▶ **Text block**
========

The AMA also noted in its letter that transgender individuals are up to three times more likely than the general population to report or be diagnosed with mental health or substance use disorders, due in part to stress, societal stigma, loneliness and isolation, and discrimination. That stress also poses a risk to transgender youth, prompting many of them to consider suicide.
Furthermore, the AMA notes, multiple studies show that access to gender-affirming care reduces the rates of depression, anxiety, suicidal ideation among patients, leading to overall improvements in mental health — as well as physical health, because trans individuals will not seek out “gray market” or “black market” hormones, silicone injections, or other potentially unsafe medical interventions.
“Transgender children, like all children, have the best chance to thrive when they are supported and can obtain the health care they need,” the letter concludes. “It is imperative that transgender minors be given the opportunity to explore their gender identity under the safe and supportive care of a physician. Arkansas’s law and others like it would forestall that opportunity. This is a dangerous intrusion into the practice of medicine and we strongly urge the NGA and its member governors to oppose these troubling bills.”

========

▶ **Dataset entries**
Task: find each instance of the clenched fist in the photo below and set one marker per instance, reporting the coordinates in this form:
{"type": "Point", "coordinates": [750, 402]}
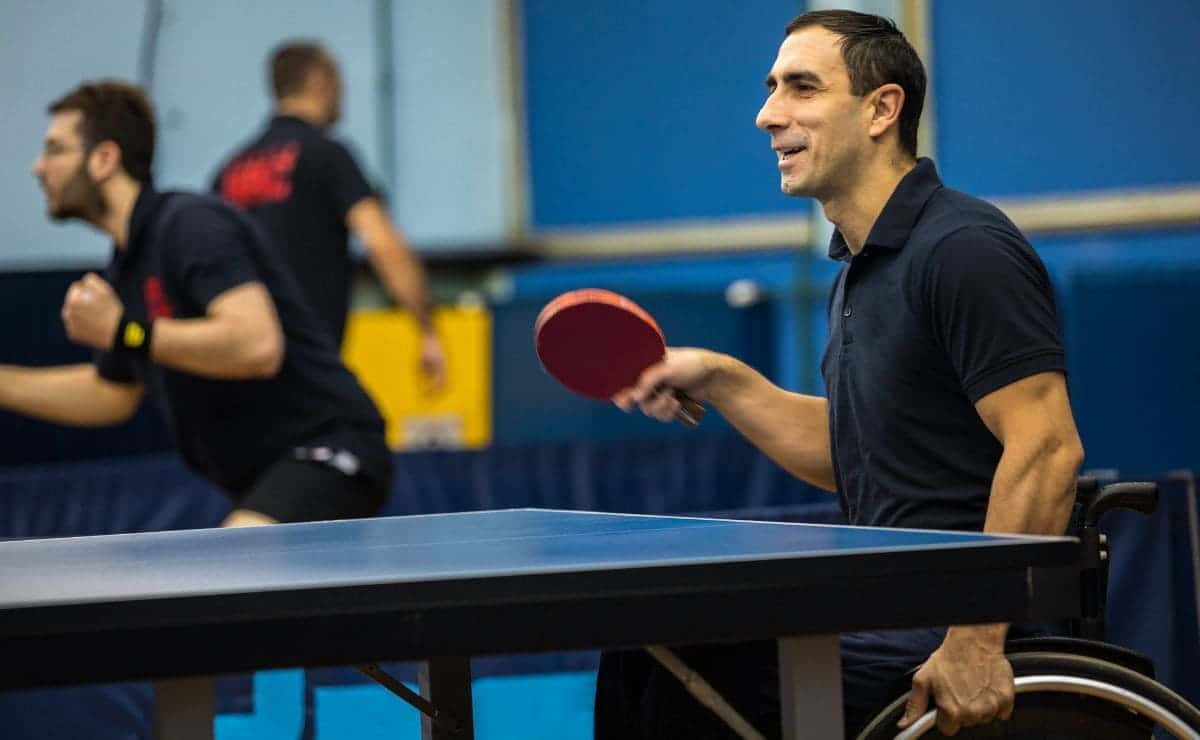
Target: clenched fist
{"type": "Point", "coordinates": [91, 312]}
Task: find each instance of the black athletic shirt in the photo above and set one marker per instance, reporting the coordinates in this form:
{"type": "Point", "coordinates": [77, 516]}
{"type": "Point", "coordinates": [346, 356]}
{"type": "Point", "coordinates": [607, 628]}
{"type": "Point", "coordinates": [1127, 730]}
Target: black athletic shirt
{"type": "Point", "coordinates": [184, 251]}
{"type": "Point", "coordinates": [300, 185]}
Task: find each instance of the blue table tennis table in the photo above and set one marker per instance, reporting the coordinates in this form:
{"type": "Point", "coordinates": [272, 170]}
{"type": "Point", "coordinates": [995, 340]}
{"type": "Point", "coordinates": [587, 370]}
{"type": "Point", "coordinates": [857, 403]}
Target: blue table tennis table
{"type": "Point", "coordinates": [179, 607]}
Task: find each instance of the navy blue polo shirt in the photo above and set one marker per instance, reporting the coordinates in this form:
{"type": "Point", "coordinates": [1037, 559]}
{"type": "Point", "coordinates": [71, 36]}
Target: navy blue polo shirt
{"type": "Point", "coordinates": [185, 250]}
{"type": "Point", "coordinates": [946, 304]}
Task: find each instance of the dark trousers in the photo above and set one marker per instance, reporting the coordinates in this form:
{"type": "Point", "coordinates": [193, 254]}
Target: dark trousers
{"type": "Point", "coordinates": [637, 698]}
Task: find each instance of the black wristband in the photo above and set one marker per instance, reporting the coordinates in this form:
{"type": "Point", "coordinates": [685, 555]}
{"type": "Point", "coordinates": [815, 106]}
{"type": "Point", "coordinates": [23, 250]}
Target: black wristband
{"type": "Point", "coordinates": [132, 336]}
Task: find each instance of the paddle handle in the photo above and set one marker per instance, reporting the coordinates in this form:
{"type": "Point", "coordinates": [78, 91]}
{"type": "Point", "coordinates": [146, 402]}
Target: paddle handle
{"type": "Point", "coordinates": [690, 410]}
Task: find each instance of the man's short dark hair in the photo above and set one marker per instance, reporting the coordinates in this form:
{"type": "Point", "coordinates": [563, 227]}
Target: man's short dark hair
{"type": "Point", "coordinates": [115, 112]}
{"type": "Point", "coordinates": [875, 53]}
{"type": "Point", "coordinates": [292, 62]}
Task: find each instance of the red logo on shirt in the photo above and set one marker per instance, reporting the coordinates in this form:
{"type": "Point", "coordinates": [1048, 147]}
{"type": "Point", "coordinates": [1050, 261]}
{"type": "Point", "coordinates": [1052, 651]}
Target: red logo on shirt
{"type": "Point", "coordinates": [261, 176]}
{"type": "Point", "coordinates": [157, 307]}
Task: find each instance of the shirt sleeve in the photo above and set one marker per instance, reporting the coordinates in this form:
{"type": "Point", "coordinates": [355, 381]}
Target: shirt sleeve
{"type": "Point", "coordinates": [209, 253]}
{"type": "Point", "coordinates": [993, 310]}
{"type": "Point", "coordinates": [346, 181]}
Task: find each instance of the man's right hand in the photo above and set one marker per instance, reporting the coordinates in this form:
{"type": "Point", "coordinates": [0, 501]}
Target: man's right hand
{"type": "Point", "coordinates": [684, 368]}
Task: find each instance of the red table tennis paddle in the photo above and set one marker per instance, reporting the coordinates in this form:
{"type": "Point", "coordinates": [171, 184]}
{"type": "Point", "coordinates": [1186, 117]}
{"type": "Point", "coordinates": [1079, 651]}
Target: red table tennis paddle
{"type": "Point", "coordinates": [597, 342]}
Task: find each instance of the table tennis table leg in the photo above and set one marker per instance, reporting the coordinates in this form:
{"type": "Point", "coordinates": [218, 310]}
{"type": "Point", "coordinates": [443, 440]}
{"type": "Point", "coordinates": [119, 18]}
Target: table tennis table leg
{"type": "Point", "coordinates": [445, 683]}
{"type": "Point", "coordinates": [810, 686]}
{"type": "Point", "coordinates": [185, 709]}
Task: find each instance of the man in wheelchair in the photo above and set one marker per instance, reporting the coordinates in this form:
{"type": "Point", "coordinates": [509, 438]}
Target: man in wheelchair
{"type": "Point", "coordinates": [946, 407]}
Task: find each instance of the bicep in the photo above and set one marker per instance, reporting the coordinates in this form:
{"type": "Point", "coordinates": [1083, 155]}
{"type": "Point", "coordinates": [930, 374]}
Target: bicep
{"type": "Point", "coordinates": [369, 221]}
{"type": "Point", "coordinates": [246, 304]}
{"type": "Point", "coordinates": [1033, 408]}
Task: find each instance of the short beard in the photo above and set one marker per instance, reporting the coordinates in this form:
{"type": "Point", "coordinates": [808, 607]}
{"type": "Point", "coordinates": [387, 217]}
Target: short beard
{"type": "Point", "coordinates": [81, 198]}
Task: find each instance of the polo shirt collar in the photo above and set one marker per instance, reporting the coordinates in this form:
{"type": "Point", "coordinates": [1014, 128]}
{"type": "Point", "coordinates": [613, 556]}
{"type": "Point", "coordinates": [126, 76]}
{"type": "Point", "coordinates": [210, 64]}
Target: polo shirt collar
{"type": "Point", "coordinates": [899, 214]}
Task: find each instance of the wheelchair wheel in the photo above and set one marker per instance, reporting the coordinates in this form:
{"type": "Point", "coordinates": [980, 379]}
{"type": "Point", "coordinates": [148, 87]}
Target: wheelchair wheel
{"type": "Point", "coordinates": [1066, 697]}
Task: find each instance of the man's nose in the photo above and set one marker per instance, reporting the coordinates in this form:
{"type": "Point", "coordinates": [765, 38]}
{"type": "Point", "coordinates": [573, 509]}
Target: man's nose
{"type": "Point", "coordinates": [768, 118]}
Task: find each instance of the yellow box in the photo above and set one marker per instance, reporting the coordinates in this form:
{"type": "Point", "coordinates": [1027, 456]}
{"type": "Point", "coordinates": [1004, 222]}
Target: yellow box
{"type": "Point", "coordinates": [383, 349]}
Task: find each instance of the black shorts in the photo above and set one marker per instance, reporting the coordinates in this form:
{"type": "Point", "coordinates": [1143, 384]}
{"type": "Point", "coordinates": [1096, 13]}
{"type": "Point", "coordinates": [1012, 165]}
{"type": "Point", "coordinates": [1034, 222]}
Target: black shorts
{"type": "Point", "coordinates": [310, 491]}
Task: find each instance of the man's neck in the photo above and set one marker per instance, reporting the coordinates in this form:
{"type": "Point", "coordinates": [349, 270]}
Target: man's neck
{"type": "Point", "coordinates": [858, 206]}
{"type": "Point", "coordinates": [306, 109]}
{"type": "Point", "coordinates": [120, 194]}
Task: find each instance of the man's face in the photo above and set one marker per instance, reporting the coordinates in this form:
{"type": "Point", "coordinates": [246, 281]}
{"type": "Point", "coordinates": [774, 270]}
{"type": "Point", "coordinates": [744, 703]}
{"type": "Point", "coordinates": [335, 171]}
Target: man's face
{"type": "Point", "coordinates": [61, 169]}
{"type": "Point", "coordinates": [817, 127]}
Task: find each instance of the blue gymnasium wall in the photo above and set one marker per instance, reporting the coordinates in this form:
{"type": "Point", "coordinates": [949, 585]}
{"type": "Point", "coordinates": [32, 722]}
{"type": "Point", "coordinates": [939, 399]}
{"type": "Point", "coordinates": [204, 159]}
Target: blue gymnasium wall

========

▶ **Required actions**
1. Answer these questions about the passage on the AMA letter on transgender care:
(a) How much more likely than the general population does the AMA say transgender individuals are to report or be diagnosed with mental health or substance use disorders?
(b) Which unsafe interventions does the passage say trans individuals will not seek out when they have access to gender-affirming care?
(c) Whom does the letter urge to oppose these bills?
2. Could you pick up the passage on the AMA letter on transgender care after its last sentence?

▶ **Outputs for the tasks**
1.
(a) Up to three times more likely.
(b) "Gray market" or "black market" hormones, silicone injections, or other potentially unsafe medical interventions.
(c) The NGA and its member governors.

2.
Idaho Republican Gov. Brad Little signed a bill into law prohibiting Medicaid and state employee health plans from covering the cost of gender-affirming medications and procedures for low-income transgender adults and minors.
House Bill 668 declares that public funds "shall not reimburse or provide coverage for any surgical operation or medical intervention...for purposes of altering the appearance of an individual in order to affirm the individual's perception of the individual's sex in a way that is inconsistent with the individual's biological sex."
The bill contains exemptions for certain types of surgical operations or medical interventions, such as those deemed medically necessary; those meant to force intersex people or those with "a medically verifiable genetic disorder of sex development" to conform to binary bodily stereotypes; and those used to help a person "de-transition" or to treat an "infection, injury, disease or disorder that has been caused or exacerbated by" gender-affirming surgery.
Ohio Republican Attorney General Dave Yost is appealing a judge's decision to block the state from enforcing its ban on gender-affirming care for minors and a ban prohibiting transgender athletes from competing on female-designated sports teams.
Yost filed an emergency motion with the Ohio Supreme Court asking it to overturn a temporary restraining order issued by Franklin County Court of Common Pleas Judge Michael Holbrook, which blocked the law's provisions from taking effect for two weeks.
Holbrook, a Republican appointee, found that two transgender minors and their parents, who sued to challenge the law in court last month, were likely to suffer "immediate" harm, in the form of reduced access to health care providers willing to treat their gender dysphoria, if the law -- which imposes penalties on doctors who prescribe gender-affirming treatments -- were to take effect.
Kansas Democratic Gov. Laura Kelly vetoed a bill seeking to block the ability of transgender youth to access gender-affirming treatments.
The bill, passed largely along party lines by both chambers of the Republican-led Legislature, prohibits any entity receiving state funds from providing or subsidizing gender-affirming treatments for minors.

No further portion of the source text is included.